Instructions to follow: Repeat the entries from the line containing "Can you see the temple" down to the line containing "Can you see the small", with both ends included, and substitute "pinnacle" for "spire". Leave everything else unchanged.

Items:
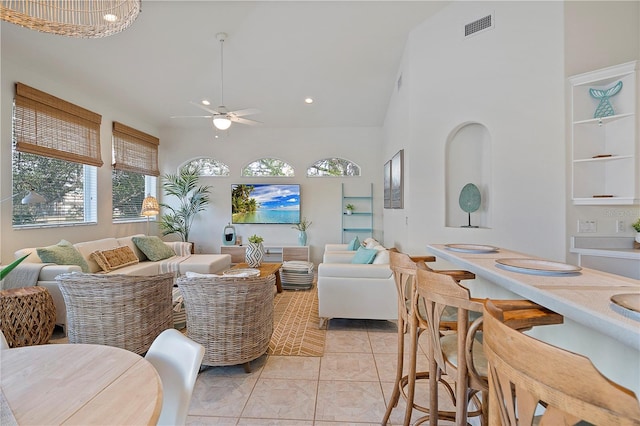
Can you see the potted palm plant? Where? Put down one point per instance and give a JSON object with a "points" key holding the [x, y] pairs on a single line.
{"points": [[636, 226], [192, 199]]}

--

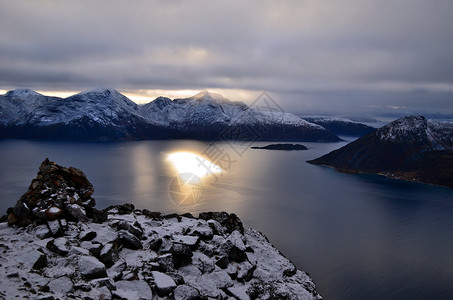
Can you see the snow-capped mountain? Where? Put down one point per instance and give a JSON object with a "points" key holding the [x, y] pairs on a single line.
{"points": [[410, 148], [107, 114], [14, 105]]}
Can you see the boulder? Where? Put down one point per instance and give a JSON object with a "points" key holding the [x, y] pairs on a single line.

--

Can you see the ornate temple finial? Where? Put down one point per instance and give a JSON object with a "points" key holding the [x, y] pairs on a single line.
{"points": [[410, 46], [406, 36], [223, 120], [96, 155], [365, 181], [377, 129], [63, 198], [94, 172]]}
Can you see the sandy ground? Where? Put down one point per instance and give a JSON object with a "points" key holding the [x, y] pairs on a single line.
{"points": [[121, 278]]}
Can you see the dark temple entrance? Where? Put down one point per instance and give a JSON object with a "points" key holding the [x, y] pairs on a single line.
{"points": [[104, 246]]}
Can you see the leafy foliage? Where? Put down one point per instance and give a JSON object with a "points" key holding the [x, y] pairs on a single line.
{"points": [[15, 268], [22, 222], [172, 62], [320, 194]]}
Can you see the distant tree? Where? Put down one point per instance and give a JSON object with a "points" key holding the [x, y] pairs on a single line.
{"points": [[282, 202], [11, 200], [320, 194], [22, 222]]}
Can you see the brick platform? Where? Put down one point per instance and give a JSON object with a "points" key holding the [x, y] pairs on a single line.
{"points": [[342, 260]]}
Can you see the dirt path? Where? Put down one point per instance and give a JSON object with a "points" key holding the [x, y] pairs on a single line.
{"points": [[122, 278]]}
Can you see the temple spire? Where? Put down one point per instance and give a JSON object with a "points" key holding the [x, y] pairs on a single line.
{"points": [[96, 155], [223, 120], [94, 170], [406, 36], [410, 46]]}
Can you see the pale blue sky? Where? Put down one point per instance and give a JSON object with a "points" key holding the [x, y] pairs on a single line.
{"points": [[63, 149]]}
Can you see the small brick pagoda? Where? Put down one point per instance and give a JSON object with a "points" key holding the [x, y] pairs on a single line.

Exercise answer:
Can you see the temple pinnacle? Where? Put down one point per instance and give a JSON object with a "points" key holding the [x, y] pairs on a single line.
{"points": [[96, 155], [223, 120], [94, 170], [406, 36], [410, 46]]}
Can you see the pale blue sky? Where? Put down one point per instance and give a JSON object with a "points" key holding the [x, y] pairs on a single line.
{"points": [[63, 149]]}
Can you see the small brick pagoda? Where? Put down one point per instance and give a JSON object with a "points" key holding the [x, y] pairs on a single line.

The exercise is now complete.